Reproduce everything in the court opinion excerpt from "Later the court" down to "in this State.", changing "acceptance" to "receipt" throughout.

→ Quoted passage:
────────

The court then proceeds to consider whether there had been an acceptance of this lumber, and on page 369 quotes from the opinion of WILLES, J., in Bog Lead Co. v. Montague (10 C.B. [N.S.] 481), where it was said: "It may be that in the case of a contract for the purchase of unascertained property to answer a particular description, no acceptance can be properly said to take place before the purchaser has had an opportunity of rejection. In such a case, the offer to purchase is subject not only to the assent or dissent of the seller, but also to the condition that the property to be delivered by him shall answer the stipulated description. A right of inspection to ascertain whether such condition has been complied with is in the contemplation of both parties to such a contract; and no complete and final acceptance, so as irrevocably to vest the property in the buyer, can take place before he has exercised or waived that right. In order to constitute such a final and complete acceptance, the assent of the buyer should follow, not precede, that of the seller, but where the contract is for a specific, ascertained chattel, the reasoning is altogether different. Equally, where the offer to sell and deliver has been first made by the seller and afterwards assented to by the buyer, and where the offer to buy and accept has been first made by the buyer and afterwards assented to by the seller, the contract is complete by the assent of both parties, and it is a contract the expression of which testifies that the seller has agreed to sell and deliver, and the buyer to buy and accept the chattel."
Later the court cites from the opinion of BRAMWELL, B., in Coombs v. Bristol Exeter R. Co. (3 H. N. 510): "The cases establish that there can be no acceptance where there can be no opportunity for rejecting." Further, in discussing the meaning of the word "acceptance" under the statute, the court said: "The buyer had a right to see whether the bulk was according to the sample, and until he had exercised that right there was no acceptance." I do not find that the reasoning in this case has ever been questioned in this State.

────────

(Raw records)
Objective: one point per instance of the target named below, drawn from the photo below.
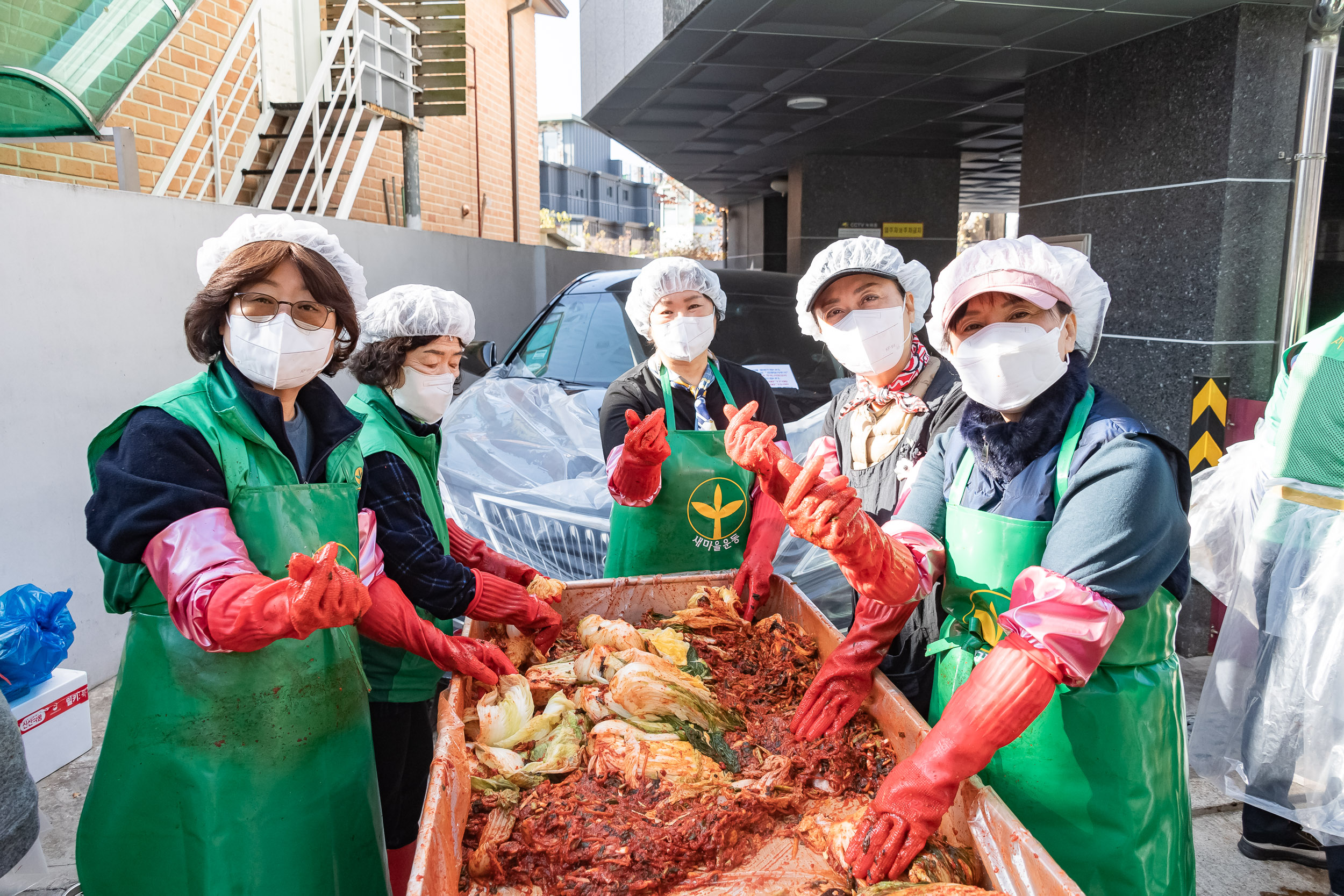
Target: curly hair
(251, 264)
(381, 363)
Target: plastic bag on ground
(35, 636)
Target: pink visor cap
(1034, 288)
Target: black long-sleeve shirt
(162, 469)
(413, 556)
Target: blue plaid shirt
(413, 556)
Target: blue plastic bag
(35, 636)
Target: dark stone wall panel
(824, 191)
(1154, 379)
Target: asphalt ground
(1221, 871)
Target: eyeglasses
(260, 308)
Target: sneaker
(1304, 849)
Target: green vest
(237, 773)
(1100, 776)
(702, 515)
(1310, 447)
(394, 675)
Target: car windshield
(582, 342)
(585, 342)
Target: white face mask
(277, 354)
(425, 396)
(869, 342)
(1006, 366)
(683, 338)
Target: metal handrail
(251, 26)
(331, 131)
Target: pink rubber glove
(639, 470)
(391, 620)
(475, 554)
(831, 516)
(251, 612)
(753, 579)
(845, 680)
(501, 601)
(750, 444)
(1003, 695)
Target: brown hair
(381, 363)
(1063, 310)
(251, 264)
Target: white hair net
(1063, 268)
(673, 275)
(413, 310)
(257, 229)
(861, 256)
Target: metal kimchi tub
(1012, 859)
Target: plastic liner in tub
(1014, 860)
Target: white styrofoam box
(55, 723)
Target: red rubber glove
(391, 620)
(475, 554)
(639, 470)
(831, 516)
(845, 680)
(251, 612)
(1003, 695)
(750, 444)
(501, 601)
(753, 579)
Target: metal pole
(1323, 41)
(410, 173)
(128, 166)
(512, 111)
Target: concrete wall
(1166, 149)
(464, 159)
(614, 37)
(828, 190)
(759, 234)
(95, 284)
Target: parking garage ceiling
(710, 105)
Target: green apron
(394, 675)
(702, 515)
(229, 774)
(1100, 777)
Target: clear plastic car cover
(1272, 714)
(522, 468)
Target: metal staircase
(305, 156)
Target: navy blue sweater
(162, 469)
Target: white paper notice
(777, 375)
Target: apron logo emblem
(984, 615)
(702, 512)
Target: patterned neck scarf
(702, 413)
(883, 396)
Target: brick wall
(449, 178)
(162, 103)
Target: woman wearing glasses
(238, 757)
(412, 343)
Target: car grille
(557, 543)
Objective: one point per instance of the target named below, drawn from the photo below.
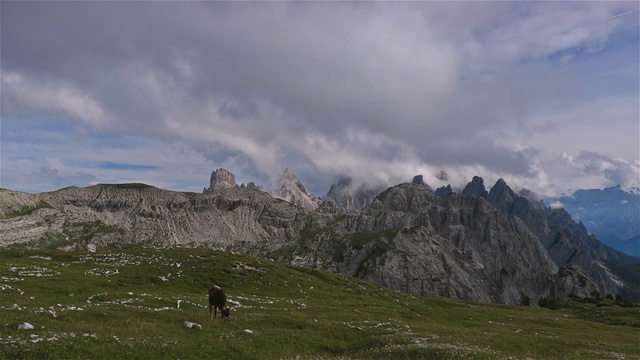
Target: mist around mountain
(489, 246)
(612, 215)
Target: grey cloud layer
(339, 88)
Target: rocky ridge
(497, 247)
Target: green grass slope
(132, 304)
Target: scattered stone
(26, 326)
(191, 325)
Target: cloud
(556, 205)
(375, 91)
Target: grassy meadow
(133, 304)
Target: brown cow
(217, 300)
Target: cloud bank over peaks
(378, 92)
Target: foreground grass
(133, 304)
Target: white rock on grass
(191, 325)
(26, 326)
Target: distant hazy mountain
(611, 214)
(479, 245)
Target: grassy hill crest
(132, 303)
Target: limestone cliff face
(464, 246)
(568, 244)
(457, 246)
(291, 189)
(221, 179)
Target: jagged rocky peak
(419, 180)
(291, 189)
(221, 179)
(476, 187)
(351, 197)
(535, 200)
(443, 191)
(501, 196)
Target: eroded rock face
(497, 248)
(291, 189)
(475, 187)
(221, 179)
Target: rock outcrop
(291, 189)
(351, 197)
(496, 248)
(221, 179)
(475, 187)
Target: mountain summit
(493, 248)
(291, 189)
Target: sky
(542, 94)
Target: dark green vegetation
(133, 304)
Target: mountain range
(489, 246)
(611, 214)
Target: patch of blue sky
(108, 165)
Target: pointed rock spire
(475, 187)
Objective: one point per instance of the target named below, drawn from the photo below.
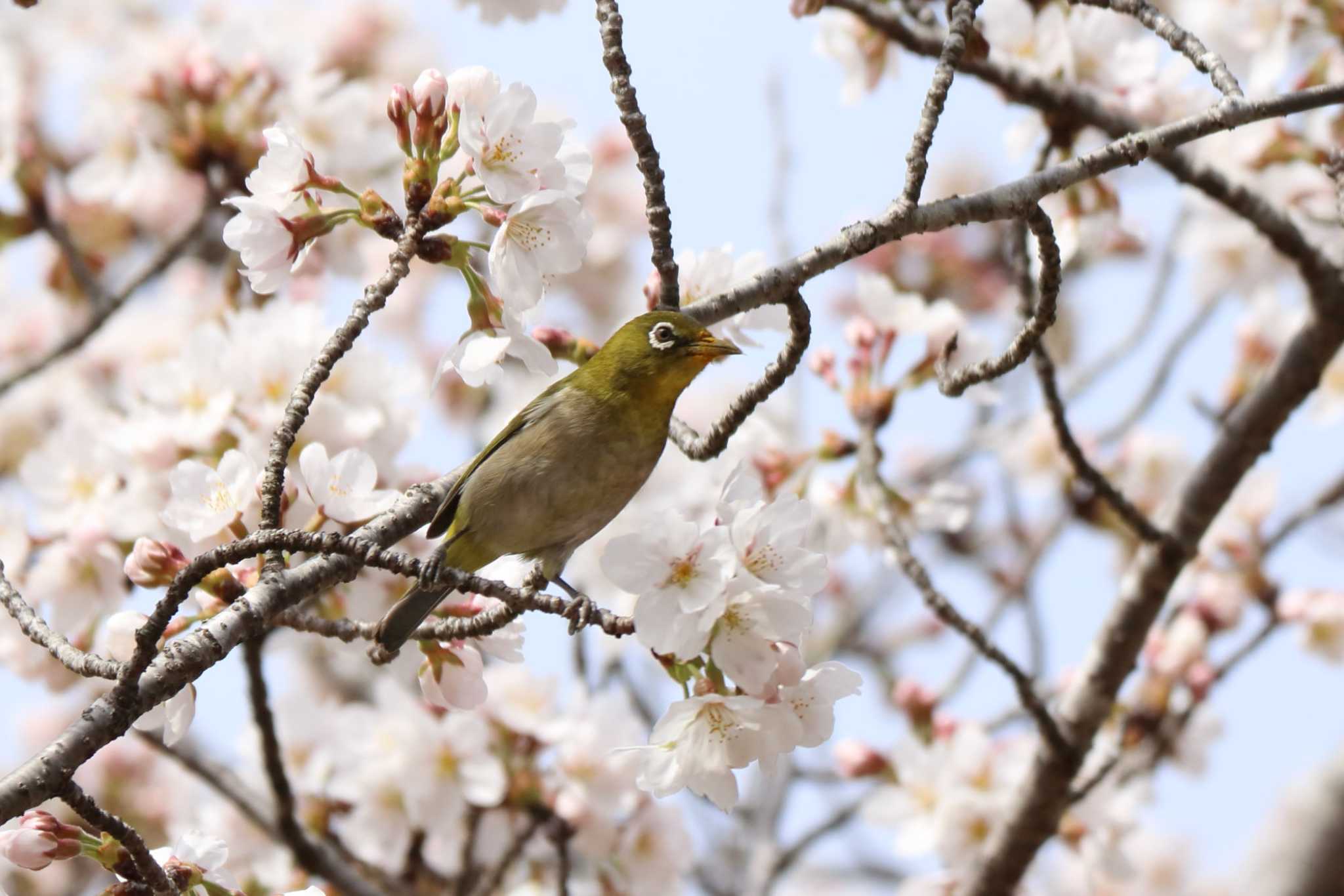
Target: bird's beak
(709, 344)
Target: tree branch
(1042, 797)
(702, 448)
(940, 605)
(1041, 316)
(637, 128)
(339, 343)
(151, 872)
(1178, 39)
(104, 304)
(81, 662)
(963, 16)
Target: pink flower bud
(29, 848)
(553, 338)
(860, 332)
(856, 760)
(914, 699)
(41, 820)
(429, 93)
(154, 563)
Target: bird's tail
(418, 602)
(406, 615)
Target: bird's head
(659, 352)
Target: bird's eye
(662, 336)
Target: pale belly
(551, 488)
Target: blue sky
(701, 69)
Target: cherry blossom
(507, 144)
(698, 742)
(478, 356)
(545, 234)
(452, 678)
(207, 500)
(343, 487)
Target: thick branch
(637, 128)
(701, 448)
(339, 343)
(89, 665)
(1043, 796)
(306, 853)
(954, 47)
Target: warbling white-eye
(569, 462)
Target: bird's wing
(537, 409)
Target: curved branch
(941, 607)
(81, 662)
(151, 872)
(339, 343)
(1041, 319)
(637, 128)
(702, 448)
(954, 47)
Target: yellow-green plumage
(570, 461)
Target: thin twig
(104, 304)
(1162, 375)
(954, 47)
(81, 662)
(702, 448)
(1034, 328)
(1328, 497)
(1178, 39)
(467, 857)
(941, 607)
(787, 859)
(1050, 387)
(341, 342)
(150, 871)
(511, 855)
(1143, 323)
(637, 128)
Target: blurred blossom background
(774, 132)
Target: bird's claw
(579, 611)
(429, 571)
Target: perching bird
(569, 462)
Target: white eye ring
(662, 336)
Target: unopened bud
(856, 760)
(29, 848)
(154, 563)
(823, 363)
(398, 112)
(835, 446)
(860, 332)
(429, 94)
(914, 699)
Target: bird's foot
(429, 571)
(581, 610)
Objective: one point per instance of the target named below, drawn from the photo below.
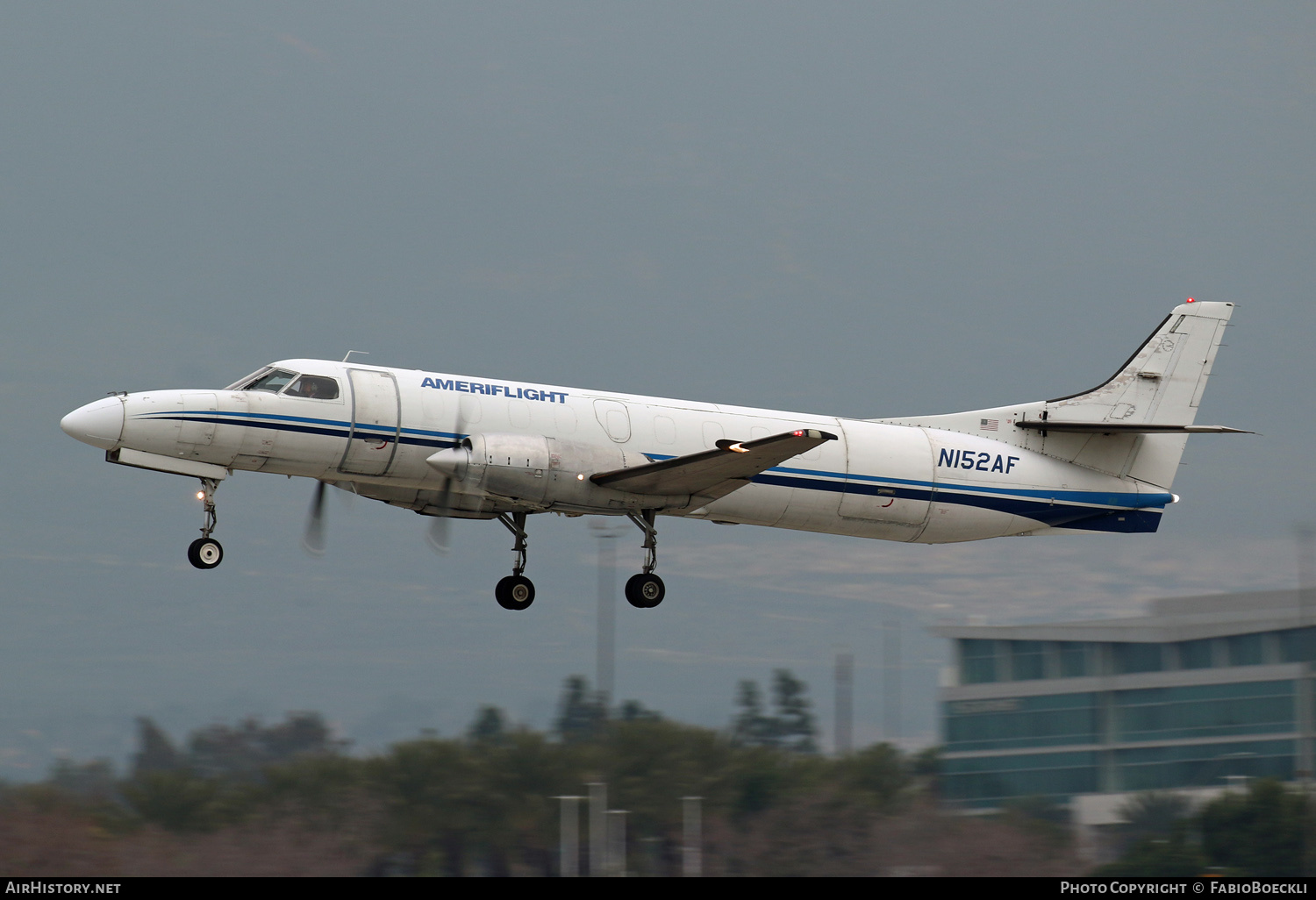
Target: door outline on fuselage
(382, 411)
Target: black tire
(645, 591)
(205, 553)
(515, 592)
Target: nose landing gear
(647, 589)
(205, 552)
(515, 591)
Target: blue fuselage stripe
(1089, 510)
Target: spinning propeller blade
(437, 536)
(313, 539)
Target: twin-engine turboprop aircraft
(454, 446)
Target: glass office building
(1198, 691)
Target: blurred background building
(1199, 692)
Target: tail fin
(1147, 407)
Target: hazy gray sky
(861, 210)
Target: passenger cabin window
(273, 382)
(315, 387)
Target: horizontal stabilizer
(1128, 428)
(713, 473)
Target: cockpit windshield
(281, 381)
(273, 381)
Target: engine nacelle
(544, 471)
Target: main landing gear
(647, 589)
(515, 591)
(205, 552)
(644, 591)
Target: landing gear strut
(515, 591)
(205, 552)
(647, 589)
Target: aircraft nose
(99, 424)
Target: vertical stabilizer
(1158, 387)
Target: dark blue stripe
(311, 429)
(1047, 513)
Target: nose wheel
(645, 591)
(205, 552)
(515, 591)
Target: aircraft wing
(1126, 428)
(713, 473)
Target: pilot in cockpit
(313, 389)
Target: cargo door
(373, 439)
(889, 475)
(615, 418)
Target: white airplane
(454, 446)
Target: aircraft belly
(755, 504)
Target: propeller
(313, 539)
(437, 536)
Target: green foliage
(1258, 832)
(582, 713)
(1262, 832)
(490, 726)
(876, 775)
(1160, 857)
(792, 728)
(1155, 815)
(486, 803)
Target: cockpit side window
(273, 381)
(316, 387)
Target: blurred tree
(633, 711)
(876, 775)
(581, 712)
(1258, 832)
(795, 726)
(1153, 815)
(489, 726)
(752, 728)
(1171, 855)
(247, 749)
(155, 752)
(176, 800)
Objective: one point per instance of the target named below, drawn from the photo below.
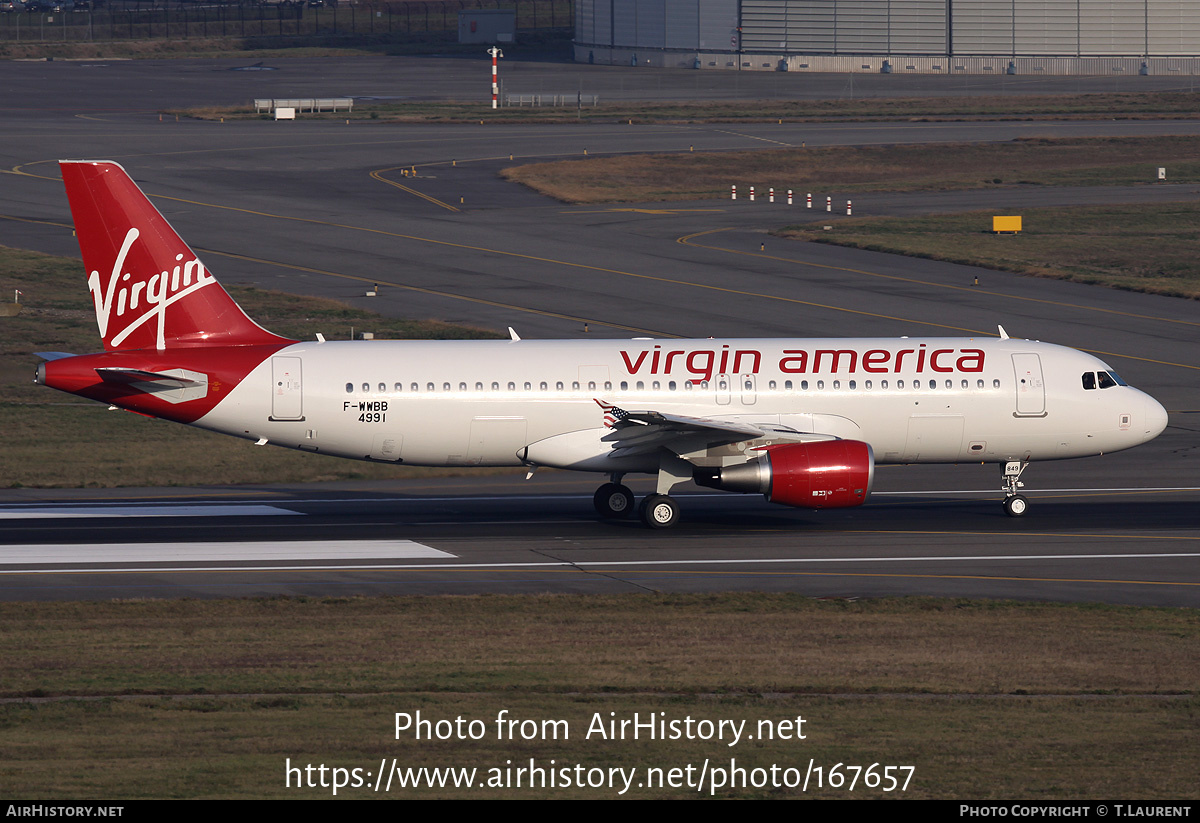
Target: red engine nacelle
(829, 474)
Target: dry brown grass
(676, 643)
(1150, 248)
(702, 175)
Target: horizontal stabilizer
(130, 376)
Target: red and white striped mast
(496, 53)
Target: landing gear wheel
(613, 500)
(1015, 505)
(659, 511)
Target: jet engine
(827, 474)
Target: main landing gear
(1015, 504)
(613, 500)
(616, 502)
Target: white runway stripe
(63, 512)
(215, 552)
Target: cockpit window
(1102, 380)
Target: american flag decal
(612, 415)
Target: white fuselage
(532, 402)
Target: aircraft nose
(1156, 418)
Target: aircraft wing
(646, 431)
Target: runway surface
(321, 209)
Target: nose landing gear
(1015, 504)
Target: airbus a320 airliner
(801, 421)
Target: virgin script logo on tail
(144, 298)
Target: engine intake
(829, 474)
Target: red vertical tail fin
(150, 290)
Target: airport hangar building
(895, 36)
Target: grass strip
(52, 439)
(1015, 107)
(987, 700)
(883, 168)
(1150, 248)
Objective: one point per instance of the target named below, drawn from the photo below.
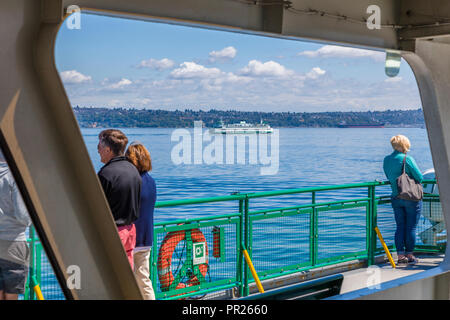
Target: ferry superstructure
(39, 133)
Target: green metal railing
(327, 225)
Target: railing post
(370, 227)
(313, 232)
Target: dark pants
(407, 214)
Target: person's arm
(414, 169)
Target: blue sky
(112, 62)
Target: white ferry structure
(242, 128)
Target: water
(308, 157)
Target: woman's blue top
(393, 168)
(144, 224)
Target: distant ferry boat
(357, 125)
(242, 127)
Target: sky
(116, 62)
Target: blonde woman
(406, 212)
(140, 157)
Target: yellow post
(252, 269)
(385, 247)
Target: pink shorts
(127, 235)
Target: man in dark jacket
(121, 183)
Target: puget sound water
(307, 157)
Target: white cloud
(330, 51)
(157, 64)
(225, 54)
(73, 76)
(315, 73)
(256, 68)
(121, 84)
(190, 70)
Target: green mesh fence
(279, 241)
(341, 232)
(284, 232)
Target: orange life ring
(166, 250)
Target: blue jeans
(407, 214)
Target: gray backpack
(408, 188)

────────

→ Written solution:
Later the court cites from the opinion of BRAMWELL, B., in Coombs v. Bristol Exeter R. Co. (3 H. N. 510): "The cases establish that there can be no receipt where there can be no opportunity for rejecting." Further, in discussing the meaning of the word "receipt" under the statute, the court said: "The buyer had a right to see whether the bulk was according to the sample, and until he had exercised that right there was no receipt." I do not find that the reasoning in this case has ever been questioned in this State.